Pick out every line in the records below that contains the word "photo", and copy each such line in full.

## TASK INPUTS

* * *

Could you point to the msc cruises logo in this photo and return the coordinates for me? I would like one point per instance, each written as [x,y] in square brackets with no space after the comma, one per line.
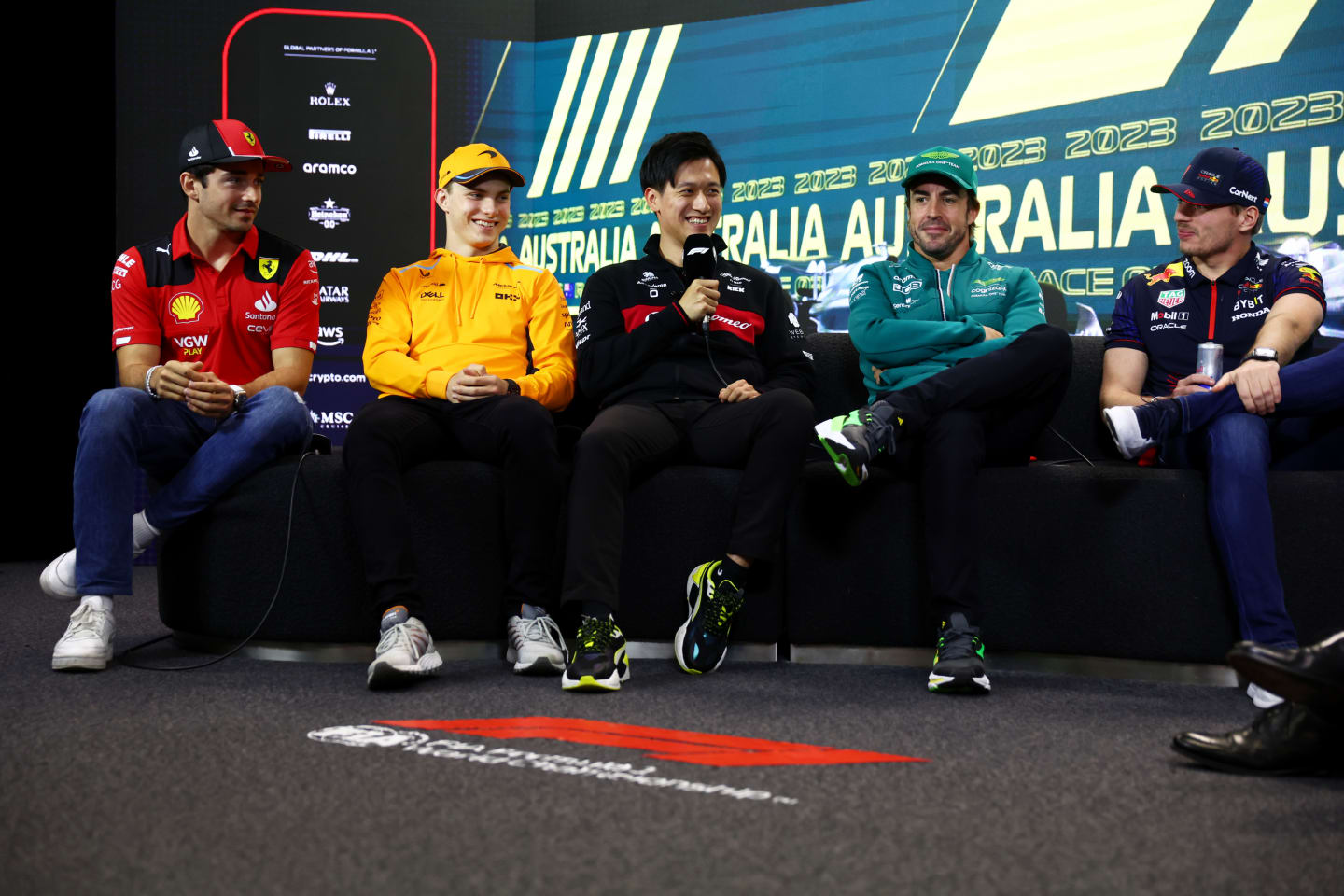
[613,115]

* * *

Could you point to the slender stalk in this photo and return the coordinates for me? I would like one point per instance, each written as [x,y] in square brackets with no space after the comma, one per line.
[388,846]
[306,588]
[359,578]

* * *

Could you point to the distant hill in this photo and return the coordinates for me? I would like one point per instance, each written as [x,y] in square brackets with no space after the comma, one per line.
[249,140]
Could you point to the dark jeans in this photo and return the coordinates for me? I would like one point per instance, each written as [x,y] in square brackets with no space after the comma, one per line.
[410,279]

* * *

## COMPLETE ANSWER
Could you point to the msc cruises logo in this photo and return the coordinates for me? I would like one point per instance, each written as [x,y] in square brackets with no space after the comma, one per line.
Could you point to the slender stalk in this photo and return the coordinates for me? I would like one point per instance, each written as [x,y] in square brackets with no space after the comma, one per line.
Could you point to the distant hill in this photo and return the coordinates for me? I would like one point per instance, each written as [x,y] in square brackets with no space after the comma, one per line.
Could you point to the dark jeans in this photo and return the coordinates for me? I would like one point per instance, each written as [x,y] in square brackets with no space after the comma, one per line.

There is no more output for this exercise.